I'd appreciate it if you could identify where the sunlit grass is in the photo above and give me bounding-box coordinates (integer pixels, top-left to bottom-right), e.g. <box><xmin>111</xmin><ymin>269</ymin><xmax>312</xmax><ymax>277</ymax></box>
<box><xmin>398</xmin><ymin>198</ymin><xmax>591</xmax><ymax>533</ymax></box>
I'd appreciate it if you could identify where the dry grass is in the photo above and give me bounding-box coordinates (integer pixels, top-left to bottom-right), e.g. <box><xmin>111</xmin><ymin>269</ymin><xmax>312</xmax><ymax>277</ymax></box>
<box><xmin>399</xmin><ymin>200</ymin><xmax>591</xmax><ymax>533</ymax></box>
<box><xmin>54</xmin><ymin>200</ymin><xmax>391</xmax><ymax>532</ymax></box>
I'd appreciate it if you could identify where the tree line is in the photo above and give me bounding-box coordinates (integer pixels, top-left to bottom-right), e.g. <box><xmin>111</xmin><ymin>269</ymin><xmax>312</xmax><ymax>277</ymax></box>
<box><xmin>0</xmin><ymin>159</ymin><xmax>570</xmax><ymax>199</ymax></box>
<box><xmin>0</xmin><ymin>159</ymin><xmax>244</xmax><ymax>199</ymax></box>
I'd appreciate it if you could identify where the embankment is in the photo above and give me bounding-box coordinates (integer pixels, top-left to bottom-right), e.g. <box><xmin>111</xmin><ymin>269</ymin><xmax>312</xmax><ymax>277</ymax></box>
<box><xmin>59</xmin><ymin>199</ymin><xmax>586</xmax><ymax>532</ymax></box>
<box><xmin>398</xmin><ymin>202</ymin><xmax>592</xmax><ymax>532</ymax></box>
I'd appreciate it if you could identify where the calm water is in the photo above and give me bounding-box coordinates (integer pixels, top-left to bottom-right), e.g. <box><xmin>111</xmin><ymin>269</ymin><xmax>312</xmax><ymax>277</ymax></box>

* * *

All of the data shown above must be copied exactly.

Written response>
I'd appreciate it if you could identify where the sunlit grass is in the photo above and give me bounding-box coordinates (integer pixels, top-left to bottom-right), e.g. <box><xmin>111</xmin><ymin>269</ymin><xmax>312</xmax><ymax>277</ymax></box>
<box><xmin>398</xmin><ymin>198</ymin><xmax>591</xmax><ymax>533</ymax></box>
I'd appreciate it if you could identify where the dry grass is in the photo above and give me bounding-box coordinates (integer pixels, top-left to bottom-right), e.g. <box><xmin>111</xmin><ymin>269</ymin><xmax>312</xmax><ymax>277</ymax></box>
<box><xmin>399</xmin><ymin>200</ymin><xmax>591</xmax><ymax>533</ymax></box>
<box><xmin>54</xmin><ymin>200</ymin><xmax>391</xmax><ymax>532</ymax></box>
I'd appreciate it if you could identify where the tree line is in the photo above and give me bounding-box coordinates (integer pixels, top-left to bottom-right), e.g. <box><xmin>111</xmin><ymin>269</ymin><xmax>312</xmax><ymax>277</ymax></box>
<box><xmin>0</xmin><ymin>159</ymin><xmax>570</xmax><ymax>199</ymax></box>
<box><xmin>0</xmin><ymin>159</ymin><xmax>244</xmax><ymax>199</ymax></box>
I'd appreciate it if you could identify where the embankment is in the photo above and give me bounding-box coordinates (integer pixels, top-left to bottom-right), e.g. <box><xmin>111</xmin><ymin>269</ymin><xmax>312</xmax><ymax>277</ymax></box>
<box><xmin>59</xmin><ymin>199</ymin><xmax>586</xmax><ymax>532</ymax></box>
<box><xmin>398</xmin><ymin>202</ymin><xmax>592</xmax><ymax>532</ymax></box>
I'd appreciate it if you could identify where the calm water is in the photo above and give me bounding-box coordinates (integer pixels, top-left to bottom-right), e.g. <box><xmin>111</xmin><ymin>269</ymin><xmax>312</xmax><ymax>277</ymax></box>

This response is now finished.